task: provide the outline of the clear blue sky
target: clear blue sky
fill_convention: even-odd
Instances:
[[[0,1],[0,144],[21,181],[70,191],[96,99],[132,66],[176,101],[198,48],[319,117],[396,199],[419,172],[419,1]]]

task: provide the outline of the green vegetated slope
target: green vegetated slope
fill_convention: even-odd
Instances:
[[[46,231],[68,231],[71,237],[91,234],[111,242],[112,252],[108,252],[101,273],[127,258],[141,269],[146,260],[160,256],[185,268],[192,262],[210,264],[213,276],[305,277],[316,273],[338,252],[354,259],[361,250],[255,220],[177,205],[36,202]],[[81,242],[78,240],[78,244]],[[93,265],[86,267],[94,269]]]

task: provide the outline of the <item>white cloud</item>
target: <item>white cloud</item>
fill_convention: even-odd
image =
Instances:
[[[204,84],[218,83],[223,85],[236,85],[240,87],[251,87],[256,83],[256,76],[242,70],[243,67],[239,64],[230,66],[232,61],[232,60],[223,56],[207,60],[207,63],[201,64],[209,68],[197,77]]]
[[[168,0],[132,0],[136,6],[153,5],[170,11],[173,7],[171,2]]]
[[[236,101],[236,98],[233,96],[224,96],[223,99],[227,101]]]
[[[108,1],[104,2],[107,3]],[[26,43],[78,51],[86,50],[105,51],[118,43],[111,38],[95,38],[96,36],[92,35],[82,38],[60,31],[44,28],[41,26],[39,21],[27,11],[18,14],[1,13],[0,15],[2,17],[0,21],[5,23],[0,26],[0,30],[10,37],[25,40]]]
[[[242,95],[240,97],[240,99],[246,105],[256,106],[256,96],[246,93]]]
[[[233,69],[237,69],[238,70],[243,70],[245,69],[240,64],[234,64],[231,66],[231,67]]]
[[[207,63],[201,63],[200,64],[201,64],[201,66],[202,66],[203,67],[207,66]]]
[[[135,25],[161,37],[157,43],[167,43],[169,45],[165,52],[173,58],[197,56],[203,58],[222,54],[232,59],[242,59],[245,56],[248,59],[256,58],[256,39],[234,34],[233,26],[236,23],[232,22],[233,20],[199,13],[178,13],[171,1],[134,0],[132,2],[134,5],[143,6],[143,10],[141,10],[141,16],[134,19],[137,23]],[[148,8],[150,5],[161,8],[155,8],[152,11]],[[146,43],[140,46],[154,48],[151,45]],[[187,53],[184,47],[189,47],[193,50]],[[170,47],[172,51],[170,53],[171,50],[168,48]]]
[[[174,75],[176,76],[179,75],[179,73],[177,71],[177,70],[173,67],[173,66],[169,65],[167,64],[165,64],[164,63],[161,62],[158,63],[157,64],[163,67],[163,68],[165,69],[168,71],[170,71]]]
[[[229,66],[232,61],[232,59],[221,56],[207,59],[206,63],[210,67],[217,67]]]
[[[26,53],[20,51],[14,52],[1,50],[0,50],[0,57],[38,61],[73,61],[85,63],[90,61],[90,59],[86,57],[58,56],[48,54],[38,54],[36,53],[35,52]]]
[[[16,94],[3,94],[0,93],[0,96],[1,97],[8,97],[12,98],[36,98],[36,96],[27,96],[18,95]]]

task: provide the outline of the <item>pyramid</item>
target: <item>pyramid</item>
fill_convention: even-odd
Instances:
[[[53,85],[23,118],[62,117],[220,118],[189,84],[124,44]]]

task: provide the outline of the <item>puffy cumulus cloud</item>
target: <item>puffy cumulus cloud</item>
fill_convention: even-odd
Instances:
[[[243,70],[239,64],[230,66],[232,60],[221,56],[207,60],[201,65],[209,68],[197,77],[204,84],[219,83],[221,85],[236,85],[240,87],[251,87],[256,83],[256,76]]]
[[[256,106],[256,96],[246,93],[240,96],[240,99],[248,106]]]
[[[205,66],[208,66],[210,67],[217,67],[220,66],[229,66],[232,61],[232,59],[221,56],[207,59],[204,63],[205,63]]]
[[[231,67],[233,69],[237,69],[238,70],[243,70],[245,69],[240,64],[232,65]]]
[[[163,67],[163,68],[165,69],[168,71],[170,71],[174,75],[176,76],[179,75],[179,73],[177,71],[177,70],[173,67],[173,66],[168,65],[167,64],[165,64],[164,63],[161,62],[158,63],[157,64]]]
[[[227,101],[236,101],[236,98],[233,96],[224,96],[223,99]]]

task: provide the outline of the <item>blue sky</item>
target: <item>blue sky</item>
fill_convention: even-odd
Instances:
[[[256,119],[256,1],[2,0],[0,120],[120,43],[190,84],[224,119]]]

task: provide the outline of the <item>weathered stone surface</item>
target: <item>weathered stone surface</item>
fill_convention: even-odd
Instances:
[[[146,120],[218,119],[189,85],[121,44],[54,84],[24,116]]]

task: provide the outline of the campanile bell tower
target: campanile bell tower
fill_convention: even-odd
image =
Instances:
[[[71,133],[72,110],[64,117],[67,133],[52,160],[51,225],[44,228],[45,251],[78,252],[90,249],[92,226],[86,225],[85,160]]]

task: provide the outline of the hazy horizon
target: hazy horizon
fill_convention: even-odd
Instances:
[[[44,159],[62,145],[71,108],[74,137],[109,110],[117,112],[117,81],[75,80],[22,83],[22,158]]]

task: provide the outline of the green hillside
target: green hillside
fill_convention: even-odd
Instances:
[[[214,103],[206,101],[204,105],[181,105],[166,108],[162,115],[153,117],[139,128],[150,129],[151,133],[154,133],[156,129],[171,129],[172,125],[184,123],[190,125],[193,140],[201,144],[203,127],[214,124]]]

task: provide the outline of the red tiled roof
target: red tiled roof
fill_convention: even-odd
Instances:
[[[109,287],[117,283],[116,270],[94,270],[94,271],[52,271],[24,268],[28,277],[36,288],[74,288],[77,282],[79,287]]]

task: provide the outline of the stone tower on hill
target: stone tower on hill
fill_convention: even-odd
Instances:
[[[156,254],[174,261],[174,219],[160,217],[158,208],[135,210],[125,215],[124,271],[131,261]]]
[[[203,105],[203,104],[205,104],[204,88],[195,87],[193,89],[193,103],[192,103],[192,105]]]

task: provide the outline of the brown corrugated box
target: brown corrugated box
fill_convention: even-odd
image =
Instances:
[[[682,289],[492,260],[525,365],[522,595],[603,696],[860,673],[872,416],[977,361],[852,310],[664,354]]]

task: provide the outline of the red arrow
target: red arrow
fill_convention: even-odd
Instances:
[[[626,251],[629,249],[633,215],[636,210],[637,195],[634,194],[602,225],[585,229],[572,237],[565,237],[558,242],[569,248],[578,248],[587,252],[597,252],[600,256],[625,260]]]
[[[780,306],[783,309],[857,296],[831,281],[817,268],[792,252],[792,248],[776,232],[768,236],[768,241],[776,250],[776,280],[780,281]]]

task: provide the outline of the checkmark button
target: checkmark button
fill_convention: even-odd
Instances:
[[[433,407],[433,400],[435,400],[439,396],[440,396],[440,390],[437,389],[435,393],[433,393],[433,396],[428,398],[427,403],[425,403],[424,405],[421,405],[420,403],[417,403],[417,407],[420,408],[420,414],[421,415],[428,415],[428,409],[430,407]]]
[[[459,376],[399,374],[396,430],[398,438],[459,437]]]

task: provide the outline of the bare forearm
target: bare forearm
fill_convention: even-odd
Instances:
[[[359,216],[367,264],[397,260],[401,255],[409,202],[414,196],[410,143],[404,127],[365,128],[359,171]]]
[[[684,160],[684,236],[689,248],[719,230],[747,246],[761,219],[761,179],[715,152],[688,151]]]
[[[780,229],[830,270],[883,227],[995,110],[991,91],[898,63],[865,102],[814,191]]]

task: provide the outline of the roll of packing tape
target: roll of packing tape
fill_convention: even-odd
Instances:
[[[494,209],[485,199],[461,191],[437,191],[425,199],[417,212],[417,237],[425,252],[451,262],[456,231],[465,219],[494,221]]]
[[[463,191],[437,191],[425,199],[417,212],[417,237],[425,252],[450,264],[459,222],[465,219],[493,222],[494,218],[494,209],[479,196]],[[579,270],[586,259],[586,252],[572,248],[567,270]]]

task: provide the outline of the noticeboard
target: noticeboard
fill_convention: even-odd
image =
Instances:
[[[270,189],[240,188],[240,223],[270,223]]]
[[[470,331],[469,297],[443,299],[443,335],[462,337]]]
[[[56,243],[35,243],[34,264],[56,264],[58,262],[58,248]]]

══════════════════════════════

The task:
Rewrite the listing above from the line with "task: provide the outline of the checkmark" to the line with "[[[459,376],[399,374],[396,430],[398,438],[459,437]]]", adding 83 to every coordinate in the polygon outlines and leaving all other lines as they are.

Result of the exercise:
task: provide the outline of the checkmark button
target: checkmark button
fill_convention: even-odd
Instances:
[[[516,490],[516,483],[518,483],[522,479],[523,479],[523,473],[520,472],[518,476],[516,476],[516,479],[511,481],[510,486],[508,486],[507,488],[504,488],[503,486],[500,486],[500,490],[503,491],[503,497],[504,498],[511,498],[511,492],[513,490]]]
[[[542,459],[482,457],[479,513],[481,521],[542,520]]]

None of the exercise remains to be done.